[Image point annotation entries]
--- Begin ---

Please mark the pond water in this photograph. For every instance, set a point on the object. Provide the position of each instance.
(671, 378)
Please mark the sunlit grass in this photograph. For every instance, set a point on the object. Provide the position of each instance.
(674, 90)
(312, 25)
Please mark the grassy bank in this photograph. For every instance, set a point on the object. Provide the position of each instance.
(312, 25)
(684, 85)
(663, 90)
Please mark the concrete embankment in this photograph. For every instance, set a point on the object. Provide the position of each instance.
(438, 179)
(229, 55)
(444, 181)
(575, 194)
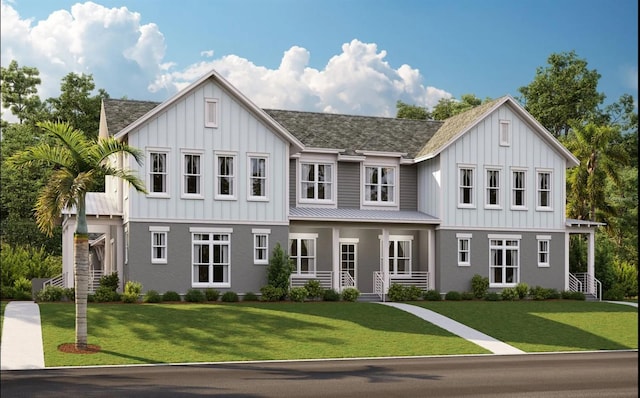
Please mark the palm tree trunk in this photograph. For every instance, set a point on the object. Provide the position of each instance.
(81, 272)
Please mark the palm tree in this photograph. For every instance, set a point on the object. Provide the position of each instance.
(78, 165)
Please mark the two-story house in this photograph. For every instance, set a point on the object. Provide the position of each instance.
(355, 200)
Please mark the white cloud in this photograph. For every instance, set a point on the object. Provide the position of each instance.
(127, 58)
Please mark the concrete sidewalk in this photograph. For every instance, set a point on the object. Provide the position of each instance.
(21, 346)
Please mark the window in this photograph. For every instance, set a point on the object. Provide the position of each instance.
(158, 173)
(210, 112)
(225, 176)
(493, 188)
(192, 177)
(466, 183)
(504, 260)
(544, 242)
(518, 189)
(505, 133)
(544, 190)
(159, 244)
(316, 182)
(302, 251)
(211, 257)
(464, 250)
(257, 177)
(261, 246)
(379, 184)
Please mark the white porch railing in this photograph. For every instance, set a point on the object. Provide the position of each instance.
(588, 284)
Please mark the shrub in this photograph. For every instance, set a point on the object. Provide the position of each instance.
(479, 286)
(350, 294)
(194, 296)
(509, 294)
(152, 296)
(298, 293)
(432, 295)
(171, 296)
(211, 294)
(452, 295)
(250, 296)
(230, 297)
(522, 290)
(330, 295)
(272, 293)
(50, 293)
(314, 289)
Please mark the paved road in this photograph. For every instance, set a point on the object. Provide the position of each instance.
(583, 375)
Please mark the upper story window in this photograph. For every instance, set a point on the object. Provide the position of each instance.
(544, 183)
(158, 172)
(210, 112)
(192, 175)
(225, 171)
(518, 189)
(492, 184)
(466, 183)
(379, 185)
(316, 182)
(258, 181)
(505, 132)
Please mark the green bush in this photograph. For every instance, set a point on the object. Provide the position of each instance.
(152, 296)
(298, 294)
(452, 295)
(479, 286)
(330, 295)
(230, 297)
(211, 294)
(350, 294)
(171, 296)
(195, 296)
(50, 293)
(432, 295)
(250, 296)
(272, 293)
(314, 289)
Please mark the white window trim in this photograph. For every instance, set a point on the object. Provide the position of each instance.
(234, 178)
(208, 103)
(497, 206)
(166, 152)
(183, 187)
(250, 196)
(544, 208)
(159, 230)
(513, 188)
(460, 237)
(474, 186)
(260, 232)
(543, 238)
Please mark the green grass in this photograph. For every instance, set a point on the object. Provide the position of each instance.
(544, 326)
(173, 333)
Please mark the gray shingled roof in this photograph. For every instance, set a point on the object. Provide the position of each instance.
(357, 133)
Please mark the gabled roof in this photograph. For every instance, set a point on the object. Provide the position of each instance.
(352, 134)
(456, 126)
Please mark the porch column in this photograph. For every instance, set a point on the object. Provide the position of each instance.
(335, 255)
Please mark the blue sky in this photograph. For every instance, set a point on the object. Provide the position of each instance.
(347, 56)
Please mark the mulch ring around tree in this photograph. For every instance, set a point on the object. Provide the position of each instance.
(70, 348)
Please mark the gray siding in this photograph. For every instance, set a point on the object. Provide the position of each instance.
(451, 277)
(348, 185)
(176, 274)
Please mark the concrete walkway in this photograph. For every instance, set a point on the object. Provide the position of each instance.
(21, 346)
(474, 336)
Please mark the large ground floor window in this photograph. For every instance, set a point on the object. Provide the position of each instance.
(211, 258)
(504, 260)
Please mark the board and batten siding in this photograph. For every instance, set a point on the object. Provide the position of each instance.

--- End ---

• _Written task_: Set out exactly the run of lines that begins at the line holding "Please mark the gabled" and ends at the last line of the data.

• _Exercise response_:
Please mark the gabled roof in this photograph. For every instance, set a point on the object. Provide the position of each instance.
(352, 134)
(456, 126)
Please mark the porch column in this photograph. For every instance, set a point on the object. Provide the position of each instance.
(335, 255)
Please mark the blue sky in this photograph. For every instance, set a point on the object. Provide the position of each instance.
(347, 56)
Please mark the mulch ring around tree in this photograph. For every instance, set a point on the object. Provide the position of each instance.
(70, 348)
Please mark the gray siding in this photograph. For every instance, set a point on the object. Provide the position of each instance.
(451, 277)
(348, 185)
(176, 274)
Please mark the concrete walkway in this photograph. For every instance, set a point on the object. Provide the position of each instance.
(21, 346)
(474, 336)
Please mark the large ground floor window in this photograph. For every instance, set a point on the object. Provide the position of each instance.
(211, 258)
(504, 260)
Please mark the board and batten siding in this photograph. For every instance, set a point on the object. Provide the position of each instance.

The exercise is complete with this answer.